## Instruction:
Present the following entries again, word for word and in full.

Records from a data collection

— begin —

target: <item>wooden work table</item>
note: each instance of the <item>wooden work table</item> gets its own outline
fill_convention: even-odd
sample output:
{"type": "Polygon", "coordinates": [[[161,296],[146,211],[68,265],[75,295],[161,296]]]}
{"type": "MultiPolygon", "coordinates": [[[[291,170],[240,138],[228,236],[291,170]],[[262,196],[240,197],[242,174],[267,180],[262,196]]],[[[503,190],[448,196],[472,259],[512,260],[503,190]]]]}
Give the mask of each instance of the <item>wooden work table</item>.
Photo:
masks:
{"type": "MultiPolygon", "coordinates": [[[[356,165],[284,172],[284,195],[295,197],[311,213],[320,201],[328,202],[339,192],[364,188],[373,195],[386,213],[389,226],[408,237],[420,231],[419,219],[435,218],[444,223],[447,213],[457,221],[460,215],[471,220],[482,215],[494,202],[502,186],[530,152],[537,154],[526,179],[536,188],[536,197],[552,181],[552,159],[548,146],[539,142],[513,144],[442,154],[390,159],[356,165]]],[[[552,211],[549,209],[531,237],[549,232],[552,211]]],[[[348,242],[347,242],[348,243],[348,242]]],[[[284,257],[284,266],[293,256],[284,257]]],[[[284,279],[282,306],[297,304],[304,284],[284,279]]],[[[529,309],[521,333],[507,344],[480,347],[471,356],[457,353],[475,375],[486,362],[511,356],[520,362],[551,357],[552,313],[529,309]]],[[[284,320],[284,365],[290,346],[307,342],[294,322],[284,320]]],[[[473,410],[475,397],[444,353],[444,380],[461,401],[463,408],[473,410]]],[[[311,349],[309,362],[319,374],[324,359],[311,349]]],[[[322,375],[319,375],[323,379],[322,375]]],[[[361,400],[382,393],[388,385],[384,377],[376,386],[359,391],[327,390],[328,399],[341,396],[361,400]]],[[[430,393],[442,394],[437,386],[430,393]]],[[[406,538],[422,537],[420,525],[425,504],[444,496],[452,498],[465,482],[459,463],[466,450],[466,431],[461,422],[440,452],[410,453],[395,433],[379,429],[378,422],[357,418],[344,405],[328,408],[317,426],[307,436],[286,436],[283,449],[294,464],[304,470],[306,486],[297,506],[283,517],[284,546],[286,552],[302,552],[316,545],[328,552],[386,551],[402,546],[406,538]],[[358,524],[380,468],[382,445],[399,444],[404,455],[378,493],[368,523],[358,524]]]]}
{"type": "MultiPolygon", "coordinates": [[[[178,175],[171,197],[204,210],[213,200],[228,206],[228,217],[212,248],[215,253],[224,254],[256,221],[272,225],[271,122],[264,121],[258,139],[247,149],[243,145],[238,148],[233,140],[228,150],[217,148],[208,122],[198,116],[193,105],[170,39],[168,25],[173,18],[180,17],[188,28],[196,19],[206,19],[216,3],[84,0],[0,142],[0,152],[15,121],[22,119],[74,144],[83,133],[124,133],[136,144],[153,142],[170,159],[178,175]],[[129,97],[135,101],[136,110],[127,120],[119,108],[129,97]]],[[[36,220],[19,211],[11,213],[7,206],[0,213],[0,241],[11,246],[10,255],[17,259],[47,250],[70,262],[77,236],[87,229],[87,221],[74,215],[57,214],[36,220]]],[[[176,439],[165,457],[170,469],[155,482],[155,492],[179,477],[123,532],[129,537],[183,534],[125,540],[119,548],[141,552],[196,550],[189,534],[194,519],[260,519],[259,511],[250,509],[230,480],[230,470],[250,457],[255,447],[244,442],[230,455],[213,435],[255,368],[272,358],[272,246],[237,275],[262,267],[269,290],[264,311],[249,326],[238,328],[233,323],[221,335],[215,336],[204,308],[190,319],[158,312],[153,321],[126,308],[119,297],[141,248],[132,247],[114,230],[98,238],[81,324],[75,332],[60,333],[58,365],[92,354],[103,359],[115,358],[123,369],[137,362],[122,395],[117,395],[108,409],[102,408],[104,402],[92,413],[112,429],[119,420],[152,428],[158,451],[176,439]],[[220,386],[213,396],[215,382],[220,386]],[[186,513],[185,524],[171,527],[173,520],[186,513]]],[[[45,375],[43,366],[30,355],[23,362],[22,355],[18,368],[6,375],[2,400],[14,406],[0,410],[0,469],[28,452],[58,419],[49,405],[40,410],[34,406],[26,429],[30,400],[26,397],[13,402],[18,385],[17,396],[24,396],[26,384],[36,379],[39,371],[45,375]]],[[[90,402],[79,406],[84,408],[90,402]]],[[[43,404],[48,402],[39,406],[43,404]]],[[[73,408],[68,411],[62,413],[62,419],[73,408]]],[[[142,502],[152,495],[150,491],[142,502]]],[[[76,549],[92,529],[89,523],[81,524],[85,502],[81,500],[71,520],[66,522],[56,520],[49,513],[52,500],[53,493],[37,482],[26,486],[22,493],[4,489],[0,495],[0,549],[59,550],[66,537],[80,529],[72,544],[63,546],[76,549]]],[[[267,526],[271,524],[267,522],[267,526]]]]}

— end —

## Response:
target: <item>wooden work table</item>
note: each instance of the <item>wooden work table</item> gets its own outline
fill_convention: even-odd
sample output:
{"type": "Polygon", "coordinates": [[[161,296],[146,211],[68,265],[75,295],[161,296]]]}
{"type": "MultiPolygon", "coordinates": [[[[291,170],[240,138],[228,236],[291,170]],[[262,196],[240,197],[242,174],[267,180],[262,196]]],[[[503,190],[448,196],[472,259],[512,260],[503,190]]]]}
Give the mask of each instance of the <item>wooden work table</item>.
Photo:
masks:
{"type": "MultiPolygon", "coordinates": [[[[356,165],[284,172],[284,195],[295,197],[311,213],[320,201],[328,202],[339,192],[364,188],[373,195],[386,213],[389,226],[408,237],[420,231],[419,219],[435,218],[444,223],[447,213],[457,221],[460,215],[471,220],[482,215],[494,202],[502,186],[530,152],[537,154],[526,179],[536,188],[536,197],[552,181],[552,159],[548,146],[539,142],[513,144],[442,154],[390,159],[356,165]]],[[[552,211],[549,209],[531,237],[549,232],[552,211]]],[[[348,242],[347,242],[348,243],[348,242]]],[[[284,257],[284,266],[293,256],[284,257]]],[[[284,279],[282,306],[297,304],[304,284],[284,279]]],[[[529,309],[521,333],[507,344],[480,347],[471,356],[457,353],[475,375],[486,362],[511,356],[520,362],[551,357],[552,313],[529,309]]],[[[284,320],[284,365],[290,346],[307,342],[294,322],[284,320]]],[[[473,410],[475,397],[444,353],[444,380],[461,401],[463,408],[473,410]]],[[[311,349],[309,362],[319,374],[324,359],[311,349]]],[[[322,375],[319,375],[323,379],[322,375]]],[[[361,400],[382,393],[388,385],[384,377],[376,386],[359,391],[327,390],[328,399],[341,396],[361,400]]],[[[430,393],[442,394],[437,386],[430,393]]],[[[406,538],[422,537],[420,525],[425,504],[444,496],[452,498],[465,482],[459,463],[466,450],[466,431],[461,422],[440,452],[410,453],[395,433],[379,429],[378,422],[357,418],[344,405],[328,408],[317,426],[307,436],[286,436],[283,449],[294,464],[304,470],[306,486],[297,506],[283,517],[284,546],[286,552],[302,552],[316,545],[328,552],[386,551],[402,546],[406,538]],[[358,524],[380,468],[382,445],[399,444],[404,455],[378,493],[368,523],[358,524]]]]}
{"type": "MultiPolygon", "coordinates": [[[[178,175],[171,197],[204,210],[213,200],[228,206],[228,217],[212,248],[215,253],[224,254],[256,221],[272,225],[271,122],[264,121],[258,139],[247,149],[243,145],[238,148],[233,140],[228,150],[217,148],[208,122],[198,116],[193,105],[170,39],[168,25],[173,18],[180,17],[188,28],[196,19],[206,19],[216,3],[84,0],[0,142],[0,152],[15,121],[22,119],[74,144],[83,133],[124,133],[136,144],[153,142],[170,159],[178,175]],[[129,97],[135,101],[136,110],[127,120],[119,108],[129,97]]],[[[36,220],[19,211],[11,213],[7,206],[0,213],[0,241],[11,246],[10,255],[17,259],[47,250],[70,262],[77,236],[87,229],[87,221],[74,215],[57,214],[36,220]]],[[[176,439],[165,457],[170,469],[155,482],[155,492],[179,477],[123,532],[129,537],[183,534],[125,540],[119,548],[141,552],[196,550],[189,534],[194,519],[260,519],[259,511],[250,509],[230,480],[230,470],[250,457],[255,447],[244,442],[230,455],[213,435],[255,368],[272,358],[272,246],[237,275],[262,267],[269,290],[264,311],[249,326],[238,328],[233,323],[221,335],[215,336],[204,308],[190,319],[158,312],[153,321],[126,308],[119,297],[141,248],[132,247],[114,230],[98,238],[81,324],[75,332],[60,333],[58,365],[92,354],[103,359],[115,358],[123,369],[137,362],[122,395],[117,395],[108,409],[102,408],[104,402],[92,413],[112,429],[119,420],[152,428],[158,451],[176,439]],[[220,386],[213,396],[215,382],[220,386]],[[186,513],[185,524],[171,527],[173,520],[186,513]]],[[[45,375],[43,366],[30,355],[23,362],[22,355],[18,368],[6,375],[2,400],[14,406],[0,410],[0,469],[28,452],[58,419],[49,405],[40,410],[34,406],[26,429],[30,400],[26,397],[13,402],[18,385],[17,396],[24,396],[26,384],[36,379],[39,371],[45,375]]],[[[90,402],[79,406],[84,408],[90,402]]],[[[43,404],[48,402],[39,406],[43,404]]],[[[73,408],[68,411],[62,413],[62,419],[73,408]]],[[[142,502],[152,495],[150,491],[142,502]]],[[[76,549],[92,529],[89,523],[81,524],[85,502],[81,500],[71,520],[66,522],[56,520],[49,513],[52,500],[53,493],[37,482],[26,486],[22,493],[4,489],[0,495],[0,549],[59,550],[66,537],[80,529],[72,544],[63,546],[76,549]]],[[[267,526],[271,524],[267,522],[267,526]]]]}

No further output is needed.